(Entries from a dataset)
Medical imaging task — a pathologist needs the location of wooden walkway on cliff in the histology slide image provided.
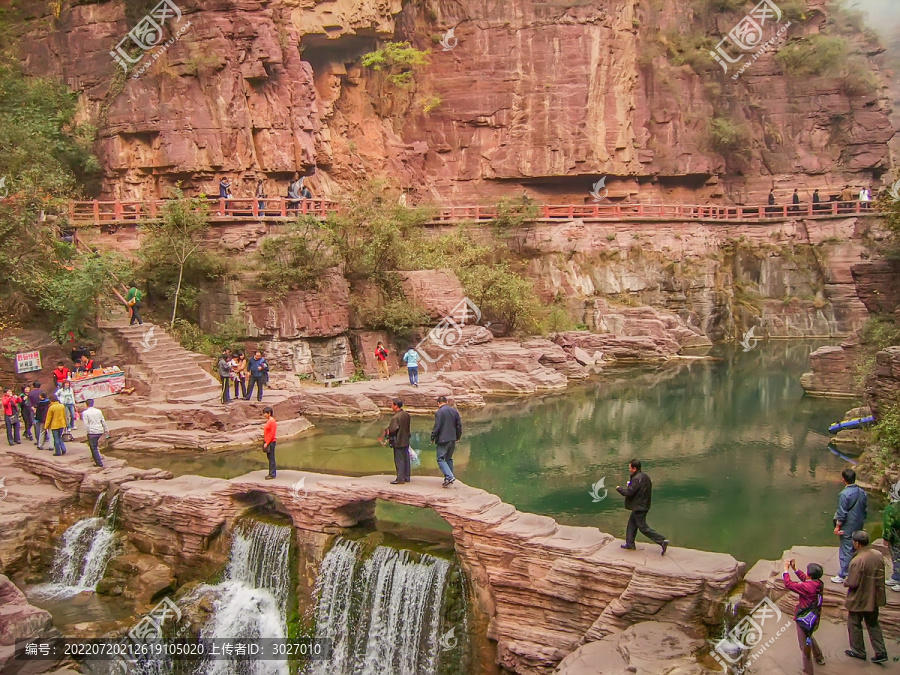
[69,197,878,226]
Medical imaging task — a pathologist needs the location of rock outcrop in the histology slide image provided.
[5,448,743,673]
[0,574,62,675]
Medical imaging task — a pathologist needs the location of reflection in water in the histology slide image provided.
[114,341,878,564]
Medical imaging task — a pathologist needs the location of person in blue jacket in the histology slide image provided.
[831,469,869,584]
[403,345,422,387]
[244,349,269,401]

...

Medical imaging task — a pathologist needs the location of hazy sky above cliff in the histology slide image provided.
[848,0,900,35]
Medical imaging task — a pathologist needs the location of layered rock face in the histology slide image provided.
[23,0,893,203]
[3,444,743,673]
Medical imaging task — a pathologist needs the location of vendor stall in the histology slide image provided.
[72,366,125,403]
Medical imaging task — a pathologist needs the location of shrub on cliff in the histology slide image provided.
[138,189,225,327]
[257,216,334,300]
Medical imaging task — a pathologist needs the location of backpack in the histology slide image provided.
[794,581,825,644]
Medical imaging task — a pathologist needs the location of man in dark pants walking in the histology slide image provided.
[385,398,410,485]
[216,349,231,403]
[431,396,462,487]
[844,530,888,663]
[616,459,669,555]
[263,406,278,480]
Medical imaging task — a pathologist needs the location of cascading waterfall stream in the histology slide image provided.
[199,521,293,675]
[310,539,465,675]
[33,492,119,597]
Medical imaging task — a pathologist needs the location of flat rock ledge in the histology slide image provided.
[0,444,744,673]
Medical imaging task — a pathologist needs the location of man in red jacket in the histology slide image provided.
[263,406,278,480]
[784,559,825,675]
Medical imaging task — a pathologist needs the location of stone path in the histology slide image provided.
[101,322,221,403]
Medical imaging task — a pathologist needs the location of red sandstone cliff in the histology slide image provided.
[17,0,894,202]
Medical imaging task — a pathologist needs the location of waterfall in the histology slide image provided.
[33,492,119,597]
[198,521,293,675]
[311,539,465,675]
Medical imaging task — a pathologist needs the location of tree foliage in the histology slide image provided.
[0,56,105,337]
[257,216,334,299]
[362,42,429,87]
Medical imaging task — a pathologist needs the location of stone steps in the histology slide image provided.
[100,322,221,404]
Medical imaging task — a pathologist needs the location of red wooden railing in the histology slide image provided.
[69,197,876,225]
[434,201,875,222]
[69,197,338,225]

_Your task_:
Copy the entries verbatim, beginning with the line containing "waterfall in the histology slide image provided." and ending with the line containing "[69,197,338,225]", both included.

_Task result_:
Medical imaging task — a pathologist needs the location of waterfall in the histology slide image provided.
[33,492,119,597]
[198,521,293,675]
[311,539,465,675]
Medical imaging task — a pathologist needs the location of tree foliage in the histology slide image provided.
[0,56,105,337]
[257,216,334,299]
[362,42,429,87]
Medical imaging task — a pathologist needs the location of stone steps in the histology slide image provided.
[100,322,221,404]
Medical imaging task — a pathologist needs the location of red wooden railing in the histology slide image provided.
[69,197,876,225]
[434,201,875,222]
[69,197,338,225]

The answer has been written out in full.